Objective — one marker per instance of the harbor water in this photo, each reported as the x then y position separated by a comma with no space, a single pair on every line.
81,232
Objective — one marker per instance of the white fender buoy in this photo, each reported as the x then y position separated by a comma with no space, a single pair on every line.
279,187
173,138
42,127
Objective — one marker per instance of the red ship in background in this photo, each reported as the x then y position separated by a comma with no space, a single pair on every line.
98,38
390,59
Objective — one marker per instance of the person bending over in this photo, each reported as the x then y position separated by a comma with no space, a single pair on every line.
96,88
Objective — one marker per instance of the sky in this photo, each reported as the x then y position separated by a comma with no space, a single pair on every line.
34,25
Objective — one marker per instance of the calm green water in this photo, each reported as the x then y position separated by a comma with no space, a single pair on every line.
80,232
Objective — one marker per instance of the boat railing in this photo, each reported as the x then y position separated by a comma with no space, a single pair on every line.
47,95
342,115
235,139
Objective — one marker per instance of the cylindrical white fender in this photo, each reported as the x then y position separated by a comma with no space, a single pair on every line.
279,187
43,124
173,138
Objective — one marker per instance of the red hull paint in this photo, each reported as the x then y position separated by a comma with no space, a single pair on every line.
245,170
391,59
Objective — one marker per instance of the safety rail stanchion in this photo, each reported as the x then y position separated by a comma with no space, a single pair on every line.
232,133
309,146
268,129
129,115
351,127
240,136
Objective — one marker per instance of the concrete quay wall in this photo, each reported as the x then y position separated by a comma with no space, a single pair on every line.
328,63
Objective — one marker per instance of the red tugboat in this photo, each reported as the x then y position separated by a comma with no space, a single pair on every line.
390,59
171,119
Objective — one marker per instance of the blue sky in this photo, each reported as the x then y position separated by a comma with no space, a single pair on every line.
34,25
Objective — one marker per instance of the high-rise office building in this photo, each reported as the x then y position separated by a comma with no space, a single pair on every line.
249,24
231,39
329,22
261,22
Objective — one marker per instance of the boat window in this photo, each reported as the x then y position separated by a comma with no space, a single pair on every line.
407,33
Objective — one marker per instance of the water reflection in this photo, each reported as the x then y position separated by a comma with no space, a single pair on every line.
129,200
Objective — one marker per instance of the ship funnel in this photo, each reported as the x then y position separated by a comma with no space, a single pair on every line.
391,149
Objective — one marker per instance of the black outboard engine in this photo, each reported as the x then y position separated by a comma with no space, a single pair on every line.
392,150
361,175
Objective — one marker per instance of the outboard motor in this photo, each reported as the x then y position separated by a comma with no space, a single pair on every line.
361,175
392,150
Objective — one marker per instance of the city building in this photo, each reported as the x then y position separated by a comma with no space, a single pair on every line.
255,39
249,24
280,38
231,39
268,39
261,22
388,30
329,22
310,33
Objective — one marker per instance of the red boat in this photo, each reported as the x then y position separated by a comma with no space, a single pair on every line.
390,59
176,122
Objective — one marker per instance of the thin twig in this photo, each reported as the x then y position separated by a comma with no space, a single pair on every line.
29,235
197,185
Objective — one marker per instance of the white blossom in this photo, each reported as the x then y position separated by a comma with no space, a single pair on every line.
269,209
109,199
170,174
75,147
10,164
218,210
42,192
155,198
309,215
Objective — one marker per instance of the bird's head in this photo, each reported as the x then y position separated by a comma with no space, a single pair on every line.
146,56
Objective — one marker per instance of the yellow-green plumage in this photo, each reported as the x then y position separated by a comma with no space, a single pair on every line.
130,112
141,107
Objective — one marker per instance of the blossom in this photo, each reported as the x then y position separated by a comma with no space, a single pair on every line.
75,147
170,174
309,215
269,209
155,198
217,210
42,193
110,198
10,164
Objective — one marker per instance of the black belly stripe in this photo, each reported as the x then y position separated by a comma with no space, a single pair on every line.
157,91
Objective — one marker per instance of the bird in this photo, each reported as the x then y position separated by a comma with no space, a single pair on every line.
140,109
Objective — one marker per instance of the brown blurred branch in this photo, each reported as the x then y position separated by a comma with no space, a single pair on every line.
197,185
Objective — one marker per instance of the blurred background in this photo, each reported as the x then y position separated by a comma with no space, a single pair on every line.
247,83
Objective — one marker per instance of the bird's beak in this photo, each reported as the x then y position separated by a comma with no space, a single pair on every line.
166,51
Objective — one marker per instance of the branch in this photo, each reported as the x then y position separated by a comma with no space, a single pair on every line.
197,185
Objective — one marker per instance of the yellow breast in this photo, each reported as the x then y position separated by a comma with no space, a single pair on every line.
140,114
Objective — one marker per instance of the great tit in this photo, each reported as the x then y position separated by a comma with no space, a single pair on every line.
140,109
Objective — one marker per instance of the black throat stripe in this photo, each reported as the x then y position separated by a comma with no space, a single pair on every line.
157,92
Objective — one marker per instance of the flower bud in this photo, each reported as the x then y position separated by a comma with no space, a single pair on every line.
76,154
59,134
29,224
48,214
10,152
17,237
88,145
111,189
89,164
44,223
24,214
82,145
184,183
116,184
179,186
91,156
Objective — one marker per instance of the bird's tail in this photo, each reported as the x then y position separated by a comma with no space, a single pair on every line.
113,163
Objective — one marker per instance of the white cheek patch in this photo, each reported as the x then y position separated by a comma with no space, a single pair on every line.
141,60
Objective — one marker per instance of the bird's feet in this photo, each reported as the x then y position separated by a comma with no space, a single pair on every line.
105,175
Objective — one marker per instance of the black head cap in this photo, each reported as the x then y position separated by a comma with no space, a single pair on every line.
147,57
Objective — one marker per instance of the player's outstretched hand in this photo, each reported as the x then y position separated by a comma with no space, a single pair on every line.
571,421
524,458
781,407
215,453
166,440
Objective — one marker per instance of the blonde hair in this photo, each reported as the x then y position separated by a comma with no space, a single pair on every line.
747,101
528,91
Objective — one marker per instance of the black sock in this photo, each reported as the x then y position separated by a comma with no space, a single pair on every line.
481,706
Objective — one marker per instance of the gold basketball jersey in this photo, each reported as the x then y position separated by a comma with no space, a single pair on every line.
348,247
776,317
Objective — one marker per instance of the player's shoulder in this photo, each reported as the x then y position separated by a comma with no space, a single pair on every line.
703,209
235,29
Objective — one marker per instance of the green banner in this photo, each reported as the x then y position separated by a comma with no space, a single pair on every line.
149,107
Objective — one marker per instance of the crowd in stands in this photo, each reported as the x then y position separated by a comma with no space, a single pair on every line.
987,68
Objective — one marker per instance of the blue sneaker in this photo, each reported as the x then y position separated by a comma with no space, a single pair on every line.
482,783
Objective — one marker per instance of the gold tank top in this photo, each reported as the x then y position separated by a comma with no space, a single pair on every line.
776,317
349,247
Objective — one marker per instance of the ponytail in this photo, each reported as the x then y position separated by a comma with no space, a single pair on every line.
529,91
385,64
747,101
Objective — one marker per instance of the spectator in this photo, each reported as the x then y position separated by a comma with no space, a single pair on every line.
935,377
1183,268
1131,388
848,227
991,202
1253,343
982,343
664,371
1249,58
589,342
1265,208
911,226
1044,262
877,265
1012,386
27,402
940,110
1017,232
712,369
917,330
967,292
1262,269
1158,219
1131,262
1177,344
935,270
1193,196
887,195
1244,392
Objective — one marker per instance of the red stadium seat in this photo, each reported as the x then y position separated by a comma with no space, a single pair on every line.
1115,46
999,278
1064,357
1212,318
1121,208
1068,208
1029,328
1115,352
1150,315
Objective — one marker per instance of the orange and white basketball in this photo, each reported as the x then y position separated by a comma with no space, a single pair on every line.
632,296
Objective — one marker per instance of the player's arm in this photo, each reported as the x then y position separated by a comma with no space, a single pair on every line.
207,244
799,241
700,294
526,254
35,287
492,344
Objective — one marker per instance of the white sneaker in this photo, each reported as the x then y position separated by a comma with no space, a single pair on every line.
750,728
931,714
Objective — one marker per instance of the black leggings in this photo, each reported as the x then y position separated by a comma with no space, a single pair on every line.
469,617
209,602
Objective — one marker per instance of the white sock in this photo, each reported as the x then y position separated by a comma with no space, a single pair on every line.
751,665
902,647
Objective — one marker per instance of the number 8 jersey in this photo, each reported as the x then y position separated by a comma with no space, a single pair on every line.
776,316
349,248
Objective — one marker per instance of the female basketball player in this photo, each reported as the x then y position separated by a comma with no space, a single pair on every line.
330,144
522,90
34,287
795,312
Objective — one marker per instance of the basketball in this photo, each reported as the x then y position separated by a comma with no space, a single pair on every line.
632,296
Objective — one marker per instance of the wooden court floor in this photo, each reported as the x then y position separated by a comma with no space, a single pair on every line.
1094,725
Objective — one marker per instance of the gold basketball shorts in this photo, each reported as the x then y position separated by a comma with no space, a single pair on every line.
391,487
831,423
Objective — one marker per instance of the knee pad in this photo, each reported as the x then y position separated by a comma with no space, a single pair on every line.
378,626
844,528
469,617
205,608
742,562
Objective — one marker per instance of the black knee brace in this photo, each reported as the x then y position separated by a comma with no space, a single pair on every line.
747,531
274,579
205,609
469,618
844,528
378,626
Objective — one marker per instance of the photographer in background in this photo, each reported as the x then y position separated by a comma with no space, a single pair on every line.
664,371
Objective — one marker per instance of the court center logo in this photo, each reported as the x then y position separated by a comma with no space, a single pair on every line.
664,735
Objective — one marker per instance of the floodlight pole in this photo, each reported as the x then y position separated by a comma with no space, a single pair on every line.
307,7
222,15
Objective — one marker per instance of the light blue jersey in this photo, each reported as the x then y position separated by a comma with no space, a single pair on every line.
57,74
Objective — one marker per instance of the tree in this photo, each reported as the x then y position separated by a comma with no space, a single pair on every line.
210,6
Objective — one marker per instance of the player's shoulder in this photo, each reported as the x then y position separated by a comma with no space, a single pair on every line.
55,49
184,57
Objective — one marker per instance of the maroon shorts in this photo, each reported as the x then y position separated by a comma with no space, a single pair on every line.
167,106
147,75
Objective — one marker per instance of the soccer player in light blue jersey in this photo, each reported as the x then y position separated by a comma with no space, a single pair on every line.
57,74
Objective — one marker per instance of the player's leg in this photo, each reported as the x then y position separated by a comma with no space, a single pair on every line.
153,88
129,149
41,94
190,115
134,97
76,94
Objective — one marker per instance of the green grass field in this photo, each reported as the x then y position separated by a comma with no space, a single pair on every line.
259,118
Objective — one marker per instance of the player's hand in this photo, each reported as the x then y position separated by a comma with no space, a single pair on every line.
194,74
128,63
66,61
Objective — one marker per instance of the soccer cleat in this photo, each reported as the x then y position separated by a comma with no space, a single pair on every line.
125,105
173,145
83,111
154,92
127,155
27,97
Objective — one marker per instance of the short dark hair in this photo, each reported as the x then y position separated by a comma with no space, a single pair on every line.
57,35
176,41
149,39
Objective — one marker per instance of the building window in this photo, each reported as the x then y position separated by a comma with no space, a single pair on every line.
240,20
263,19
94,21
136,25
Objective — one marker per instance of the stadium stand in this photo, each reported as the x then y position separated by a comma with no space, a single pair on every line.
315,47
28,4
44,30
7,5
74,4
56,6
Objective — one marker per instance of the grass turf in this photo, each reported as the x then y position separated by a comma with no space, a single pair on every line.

■ **What the exercise asks**
The line containing "Objective — one marker per instance of the short" and every line after it, through the last one above, should be written out word for word.

■ **Response**
Objective — one marker per instance of the short dark hair in this photo, each reported as the x then y position separated by a comma with no space, a single pair on every line.
57,35
176,41
149,39
Objective — one marker per instance of the building window in this photo, each reported as the x then y position separated by a comma with no space, a single pair on every line.
240,20
263,19
94,21
136,25
Objective — one marker per instance of the stadium stand in this photo, each reported as the x then y position separated by a comma with no space, a single pair on every line.
315,47
28,4
44,30
7,5
74,4
56,6
Objective — one marker per instance of the grass turf in this photo, each reported as the x then y position separated by a comma with no space, a single pair on every line.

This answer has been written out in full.